> Written exercise: Copy out every line among the items below that contains the string "pixel".

> Supplied records:
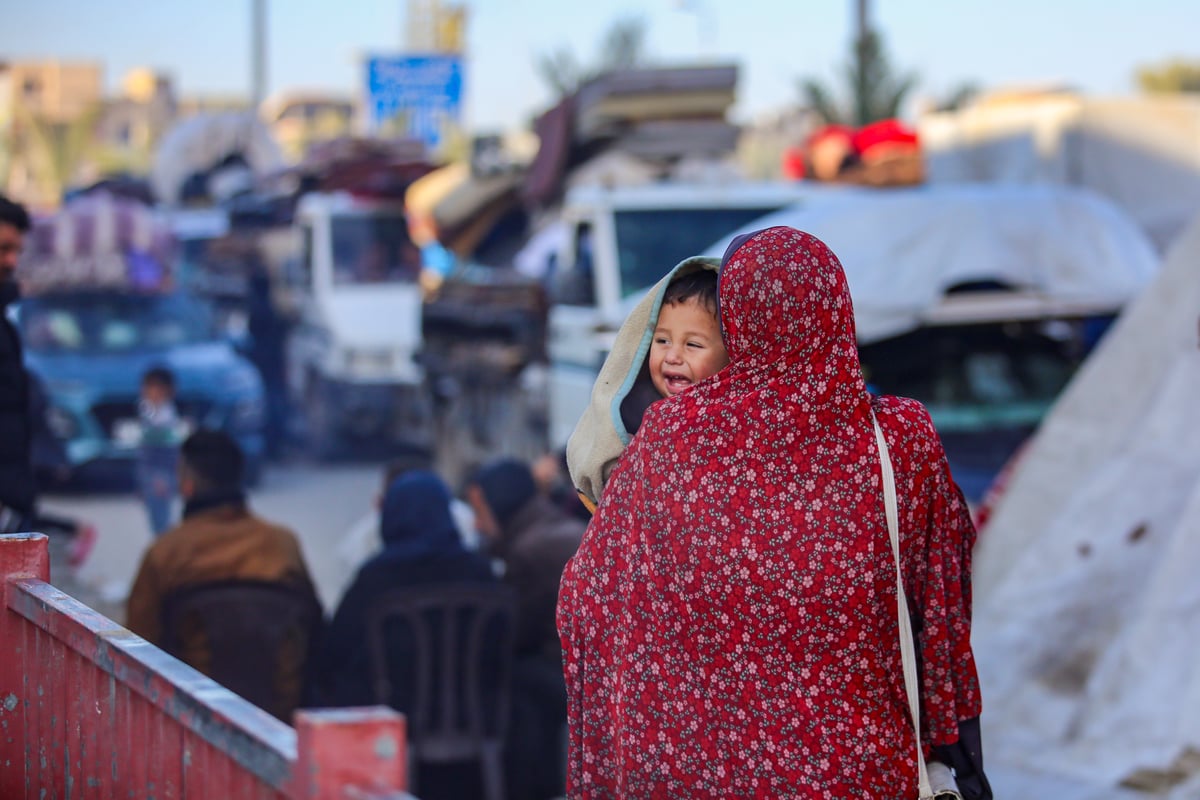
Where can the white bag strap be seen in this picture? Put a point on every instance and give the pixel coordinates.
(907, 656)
--
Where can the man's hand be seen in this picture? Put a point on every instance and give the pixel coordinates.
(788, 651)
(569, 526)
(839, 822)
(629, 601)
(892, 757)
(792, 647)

> Reply to the exercise:
Where can the white bag strap be seen in this picture? Put a point on every instance and give the pixel coordinates.
Where can the man's hand be seen in this picture? Put a point on every instance and give the pixel coordinates.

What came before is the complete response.